= Given passage =
The Ares Pledged Credit may only be used to collateralize borrowings pursuant to the Wells Fargo Loan Agreement (as defined below), and Term Loans may only be used to satisfy any reimbursement obligations incurred pursuant to a draw on the Ares Pledged Credit. The Company may reduce or terminate the Ares Letter of Credit and/or prepay any and all Term Loans; provided, that the Company would be required to (a) pay an early termination fee ranging from 1.0% to 0.25% of the amount of such reduction, termination or prepayment depending on the date of such reduction, termination or prepayment and (b) reimburse any funding loss or expense incurred by Ares in conjunction with such reduction, termination or prepayment.


The Areas Loan Agreement has a term of two years and five months and contains customary representations, warranties and events of default for a facility of this nature and affirmative and negative covenants, including without limitation covenants related to minimum EBITDA.

The foregoing description of the Ares Loan Agreement does not purport to be complete and is qualified in its entirety by reference to the full text of the Ares Loan Agreement, which is filed as Exhibit 10.1 to this Current Report and is incorporated herein by reference.

= Tasks to perform =
• a. In the passage on the Ares loan agreement, what determines where the early termination fee falls within its 1.0% to 0.25% range? Answer in one to three sentences.
• b. According to the passage on the Ares loan agreement, how long is the agreement's term?
• c. Continue the passage on the Ares loan agreement, picking up after its final sentence.

Records from a data collection:

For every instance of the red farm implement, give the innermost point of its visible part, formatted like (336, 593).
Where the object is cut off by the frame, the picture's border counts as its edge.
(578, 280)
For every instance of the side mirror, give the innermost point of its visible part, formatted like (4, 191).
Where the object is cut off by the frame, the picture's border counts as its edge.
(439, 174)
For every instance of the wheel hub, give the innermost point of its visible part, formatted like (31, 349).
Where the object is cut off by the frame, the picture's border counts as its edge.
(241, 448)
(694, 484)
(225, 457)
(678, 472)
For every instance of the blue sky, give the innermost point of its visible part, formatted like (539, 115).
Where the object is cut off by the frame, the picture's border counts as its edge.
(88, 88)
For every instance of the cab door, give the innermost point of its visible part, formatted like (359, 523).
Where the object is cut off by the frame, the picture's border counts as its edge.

= Answers provided =
• a. The fee's percentage depends on the date of the reduction, termination or prepayment. It is charged on the amount being reduced, terminated or prepaid.

• b. Two years and five months.

• c.
Wells Fargo Amendment No. 4

On September 21, 2011, the Company and the Guarantors entered into Amendment No. 4 to Loan and Security Agreement, Consent and Waiver (the “Amendment”), effective as of September 20, 2011, which amends that certain Loan and Security Agreement (the “Wells Fargo Loan Agreement”), dated November 22, 2010, with Wells Fargo Bank, National Association (“Wells Fargo”), in its capacity as issuing bank, agent, and a lender thereunder. Among other things, the Amendment: (i) authorizes the Company to incur the indebtedness associated with the Ares Loan Agreement; (ii) authorizes the Ares Pledged Credit as a Pledged Letter of Credit (as defined in the Amendment), which has the effect of increasing the Company’s borrowing capacity under the Wells Fargo Loan Agreement in the amount of such Pledged Letter of Credit; and (iii) authorizes the replacement of the Pledged Letter of Credit in the amount of $10 million issued for the account of Pegasus Investors IV, L.P. by JPMorgan Chase Bank, N.A. in favor of Wells Fargo in connection with the previously disclosed Amendment No. 3 to the Wells Fargo Loan Agreement.

Pursuant to the Amendment, Wells Fargo also waived certain events of defaults under the Wells Fargo Loan Agreement related to the maximum amount of authorized advances or payments to or for the benefit of Lighting Science Group Mexico SRL, a wholly owned foreign subsidiary of the Company.

The foregoing description of the Amendment does not purport to be complete and is qualified in its entirety by reference to the full text of the Amendment, which is filed as Exhibit 10.2 to this Current Report and is incorporated herein by reference.

Section 2 – Financial Information

 

Item 2.03 Creation of a Direct Financial Obligation or an Obligation under an Off-Balance Sheet Arrangement of a Registrant.

The information in Item 1.01 of this Current Report is incorporated in this Item 2.03 by reference.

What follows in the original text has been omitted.